■ What you will do
Rewrite the lines below as a numbered list, omitting any blank lines.

[[ Dataset entries, beginning ]]

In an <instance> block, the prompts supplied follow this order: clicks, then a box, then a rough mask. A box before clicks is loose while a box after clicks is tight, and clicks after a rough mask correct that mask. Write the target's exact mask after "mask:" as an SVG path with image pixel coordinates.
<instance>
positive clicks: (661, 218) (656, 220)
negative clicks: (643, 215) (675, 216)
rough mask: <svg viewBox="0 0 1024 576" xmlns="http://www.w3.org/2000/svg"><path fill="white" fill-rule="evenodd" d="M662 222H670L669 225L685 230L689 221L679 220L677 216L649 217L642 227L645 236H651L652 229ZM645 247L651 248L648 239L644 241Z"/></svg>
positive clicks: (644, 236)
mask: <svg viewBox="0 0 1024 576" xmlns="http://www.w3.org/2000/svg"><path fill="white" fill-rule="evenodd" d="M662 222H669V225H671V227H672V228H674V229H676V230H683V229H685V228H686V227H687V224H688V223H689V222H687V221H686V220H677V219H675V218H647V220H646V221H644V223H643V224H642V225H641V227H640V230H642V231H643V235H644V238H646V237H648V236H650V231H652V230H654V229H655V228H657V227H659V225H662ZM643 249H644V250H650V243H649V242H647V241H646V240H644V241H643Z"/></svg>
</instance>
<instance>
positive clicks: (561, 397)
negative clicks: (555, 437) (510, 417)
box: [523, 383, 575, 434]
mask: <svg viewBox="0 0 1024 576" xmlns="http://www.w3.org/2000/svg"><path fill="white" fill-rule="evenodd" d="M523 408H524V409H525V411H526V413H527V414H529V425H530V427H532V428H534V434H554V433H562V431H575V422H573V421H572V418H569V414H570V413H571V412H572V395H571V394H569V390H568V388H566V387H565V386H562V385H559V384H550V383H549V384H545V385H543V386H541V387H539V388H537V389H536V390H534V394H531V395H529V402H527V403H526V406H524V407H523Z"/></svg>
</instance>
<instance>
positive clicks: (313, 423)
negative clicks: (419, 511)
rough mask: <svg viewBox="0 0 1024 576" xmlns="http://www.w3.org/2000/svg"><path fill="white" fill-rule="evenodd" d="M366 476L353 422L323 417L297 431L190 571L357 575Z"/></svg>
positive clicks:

[[ Dataset entries, end ]]

■ Written solution
1. In an <instance> block, the prompts supplied follow this order: clicks, then a box, then a rough mask. A box before clicks is loose while a box after clicks is tight, and clicks after a rough mask correct that mask. Write the target's exact mask after "mask:" as an SVG path with image pixel coordinates.
2. <instance>
3. positive clicks: (661, 218) (656, 220)
4. negative clicks: (643, 215) (675, 216)
5. rough mask: <svg viewBox="0 0 1024 576" xmlns="http://www.w3.org/2000/svg"><path fill="white" fill-rule="evenodd" d="M662 222H670L669 225L685 230L689 221L679 220L677 216L649 217L642 227L645 236H651L652 229ZM645 247L651 248L648 239L644 241Z"/></svg>
6. positive clicks: (644, 236)
7. mask: <svg viewBox="0 0 1024 576" xmlns="http://www.w3.org/2000/svg"><path fill="white" fill-rule="evenodd" d="M662 222H669V225H671V227H672V228H674V229H676V230H683V229H685V228H686V227H687V224H688V223H689V222H687V221H686V220H677V219H675V218H647V220H646V221H644V223H643V224H642V225H641V227H640V230H642V231H643V235H644V238H646V237H648V236H650V231H652V230H654V229H655V228H657V227H659V225H662ZM643 249H644V250H650V243H649V242H647V241H646V240H644V241H643Z"/></svg>
8. </instance>
9. <instance>
10. positive clicks: (561, 397)
11. negative clicks: (555, 437) (510, 417)
12. box: [523, 383, 575, 434]
13. mask: <svg viewBox="0 0 1024 576" xmlns="http://www.w3.org/2000/svg"><path fill="white" fill-rule="evenodd" d="M523 408H524V409H525V411H526V413H527V414H529V425H530V427H532V428H534V434H554V433H562V431H575V422H573V421H572V418H569V414H570V413H571V412H572V395H571V394H569V390H568V388H566V387H565V386H562V385H559V384H550V383H549V384H545V385H543V386H541V387H539V388H537V389H536V390H534V394H531V395H529V402H527V403H526V406H524V407H523Z"/></svg>
14. </instance>
15. <instance>
16. positive clicks: (313, 423)
17. negative clicks: (419, 511)
18. rough mask: <svg viewBox="0 0 1024 576" xmlns="http://www.w3.org/2000/svg"><path fill="white" fill-rule="evenodd" d="M366 476L353 422L323 417L297 431L190 571L357 575Z"/></svg>
19. positive clicks:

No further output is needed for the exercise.